* [Using the information]
**A.** In the pandas tutorial, which two data structures are named as the main ones?
**B.** Extend the pandas tutorial, picking up right after its last line of code.

* [Source document]
*** Begin section ***
Pandas has two main data structures:

1. **Series**: One-dimensional labeled array (like a column)
2. **DataFrame**: Two-dimensional labeled data structure (like a table)

## Pandas Series

A Series is a one-dimensional array with labels (index).

In [None]:
# Create a Series from a list
series_from_list = pd.Series([10, 20, 30, 40, 50])
print("Series from list:")
print(series_from_list)
print("\nData type:", type(series_from_list))

# Create a Series with custom index
series_with_index = pd.Series([10, 20, 30, 40, 50], 
                               index=['a', 'b', 'c', 'd', 'e'])
print("\nSeries with custom index:")
print(series_with_index)

# Create a Series from a dictionary
data_dict = {'apple': 5, 'banana': 3, 'orange': 8}
series_from_dict = pd.Series(data_dict)
print("\nSeries from dictionary:")
print(series_from_dict)

In [None]:
# Series attributes and methods
series = pd.Series([10, 20, 30, 40, 50], index=['a', 'b', 'c', 'd', 'e'])

print("Values:", series.values)
print("Index:", series.index)
print("Shape:", series.shape)
print("Size:", series.size)
print("Data type:", series.dtype)
*** End section ***
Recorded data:
*** Begin section ***
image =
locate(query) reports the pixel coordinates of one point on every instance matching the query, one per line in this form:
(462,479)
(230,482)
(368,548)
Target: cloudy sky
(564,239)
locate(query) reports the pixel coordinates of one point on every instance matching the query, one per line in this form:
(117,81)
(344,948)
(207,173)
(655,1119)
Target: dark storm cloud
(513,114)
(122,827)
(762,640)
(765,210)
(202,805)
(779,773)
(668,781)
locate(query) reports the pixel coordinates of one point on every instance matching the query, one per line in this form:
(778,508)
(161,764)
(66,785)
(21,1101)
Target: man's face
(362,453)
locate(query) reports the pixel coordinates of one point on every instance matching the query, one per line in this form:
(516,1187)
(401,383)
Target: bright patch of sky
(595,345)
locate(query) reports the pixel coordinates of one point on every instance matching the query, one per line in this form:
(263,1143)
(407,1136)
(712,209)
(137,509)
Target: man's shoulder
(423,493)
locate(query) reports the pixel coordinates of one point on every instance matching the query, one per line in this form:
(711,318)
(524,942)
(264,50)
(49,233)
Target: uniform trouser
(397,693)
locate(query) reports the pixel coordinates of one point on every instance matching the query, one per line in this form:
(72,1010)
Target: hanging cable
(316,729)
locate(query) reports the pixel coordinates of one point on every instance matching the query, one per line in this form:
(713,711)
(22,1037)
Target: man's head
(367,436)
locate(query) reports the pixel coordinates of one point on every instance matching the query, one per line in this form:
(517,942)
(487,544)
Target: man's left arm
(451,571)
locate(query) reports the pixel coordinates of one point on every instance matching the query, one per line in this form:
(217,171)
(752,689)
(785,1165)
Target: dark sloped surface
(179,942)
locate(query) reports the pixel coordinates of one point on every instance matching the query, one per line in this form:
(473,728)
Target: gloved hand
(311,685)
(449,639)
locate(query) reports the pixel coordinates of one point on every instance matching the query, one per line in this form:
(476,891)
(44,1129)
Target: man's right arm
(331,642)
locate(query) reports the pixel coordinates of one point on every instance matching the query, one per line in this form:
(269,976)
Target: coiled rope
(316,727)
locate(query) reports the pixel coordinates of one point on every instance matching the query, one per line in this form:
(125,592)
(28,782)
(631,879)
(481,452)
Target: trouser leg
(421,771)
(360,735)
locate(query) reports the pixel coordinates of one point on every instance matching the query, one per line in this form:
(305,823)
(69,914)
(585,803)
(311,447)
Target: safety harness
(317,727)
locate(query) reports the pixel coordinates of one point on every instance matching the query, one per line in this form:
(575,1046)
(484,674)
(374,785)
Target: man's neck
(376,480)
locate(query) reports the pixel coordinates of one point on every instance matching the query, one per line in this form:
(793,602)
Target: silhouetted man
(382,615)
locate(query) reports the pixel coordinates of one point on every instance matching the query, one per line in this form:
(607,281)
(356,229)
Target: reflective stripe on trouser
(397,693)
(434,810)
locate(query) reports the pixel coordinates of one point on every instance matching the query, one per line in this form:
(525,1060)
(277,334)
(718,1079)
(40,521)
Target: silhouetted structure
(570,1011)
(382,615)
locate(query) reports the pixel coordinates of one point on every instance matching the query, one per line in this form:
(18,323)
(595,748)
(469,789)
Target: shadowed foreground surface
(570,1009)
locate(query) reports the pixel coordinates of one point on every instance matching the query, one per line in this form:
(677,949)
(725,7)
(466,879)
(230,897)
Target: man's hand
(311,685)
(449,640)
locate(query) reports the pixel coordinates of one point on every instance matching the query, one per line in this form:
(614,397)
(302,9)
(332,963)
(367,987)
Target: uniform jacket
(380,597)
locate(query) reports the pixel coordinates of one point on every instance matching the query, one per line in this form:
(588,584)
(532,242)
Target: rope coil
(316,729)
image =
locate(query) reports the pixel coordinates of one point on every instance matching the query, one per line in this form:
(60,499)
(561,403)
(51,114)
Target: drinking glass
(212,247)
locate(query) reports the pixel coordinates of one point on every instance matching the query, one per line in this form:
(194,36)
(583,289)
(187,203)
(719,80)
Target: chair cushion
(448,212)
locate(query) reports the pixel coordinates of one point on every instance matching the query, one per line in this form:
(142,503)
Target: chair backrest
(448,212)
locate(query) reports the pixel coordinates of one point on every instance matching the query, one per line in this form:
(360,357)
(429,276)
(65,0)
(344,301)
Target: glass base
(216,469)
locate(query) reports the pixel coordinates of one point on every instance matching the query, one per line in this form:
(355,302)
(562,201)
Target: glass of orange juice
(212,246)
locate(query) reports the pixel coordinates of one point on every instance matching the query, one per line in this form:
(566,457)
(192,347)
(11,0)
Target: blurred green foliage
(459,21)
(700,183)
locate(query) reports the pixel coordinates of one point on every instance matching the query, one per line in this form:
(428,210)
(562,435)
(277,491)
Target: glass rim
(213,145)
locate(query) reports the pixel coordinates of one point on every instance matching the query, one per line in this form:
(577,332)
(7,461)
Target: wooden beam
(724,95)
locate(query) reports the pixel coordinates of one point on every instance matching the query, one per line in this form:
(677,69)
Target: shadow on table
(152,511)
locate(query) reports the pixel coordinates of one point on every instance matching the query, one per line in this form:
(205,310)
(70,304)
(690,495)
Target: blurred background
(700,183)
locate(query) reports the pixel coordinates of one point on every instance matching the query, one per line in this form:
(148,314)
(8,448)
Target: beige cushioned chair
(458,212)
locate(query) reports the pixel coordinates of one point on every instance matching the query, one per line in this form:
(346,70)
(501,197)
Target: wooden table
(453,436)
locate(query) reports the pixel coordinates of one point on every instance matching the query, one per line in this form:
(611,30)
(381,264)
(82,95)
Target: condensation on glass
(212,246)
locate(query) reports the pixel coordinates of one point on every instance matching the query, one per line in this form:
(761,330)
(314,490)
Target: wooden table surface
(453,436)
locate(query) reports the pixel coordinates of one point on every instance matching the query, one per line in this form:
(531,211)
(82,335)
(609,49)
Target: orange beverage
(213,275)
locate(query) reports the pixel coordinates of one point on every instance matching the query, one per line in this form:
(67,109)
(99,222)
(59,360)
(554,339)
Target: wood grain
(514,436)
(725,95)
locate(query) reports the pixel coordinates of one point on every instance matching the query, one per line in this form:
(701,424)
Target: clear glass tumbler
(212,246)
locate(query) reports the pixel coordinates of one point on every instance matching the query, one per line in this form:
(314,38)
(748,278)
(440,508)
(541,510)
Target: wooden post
*** End section ***
* [Exercise answers]
**A.** Series, a one-dimensional labeled array, and DataFrame, a two-dimensional labeled data structure.

**B.**
# Accessing elements
print("\nAccess by index label:", series['c'])
print("Access by position:", series[2])
print("Access multiple:", series[['a', 'c', 'e']])

# Basic statistics
print("\nMean:", series.mean())
print("Sum:", series.sum())
print("Max:", series.max())
print("Min:", series.min())

## Pandas DataFrame

A DataFrame is a 2-dimensional labeled data structure with columns of potentially different types. Think of it as a spreadsheet or SQL table.

In [None]:
# Create DataFrame from dictionary
data = {
    'Name': ['Alice', 'Bob', 'Charlie', 'David', 'Eve'],
    'Age': [25, 30, 35, 28, 32],
    'City': ['New York', 'London', 'Paris', 'Tokyo', 'Berlin'],
    'Salary': [50000, 60000, 55000, 65000, 58000]
}

df = pd.DataFrame(data)
print("DataFrame from dictionary:")
print(df)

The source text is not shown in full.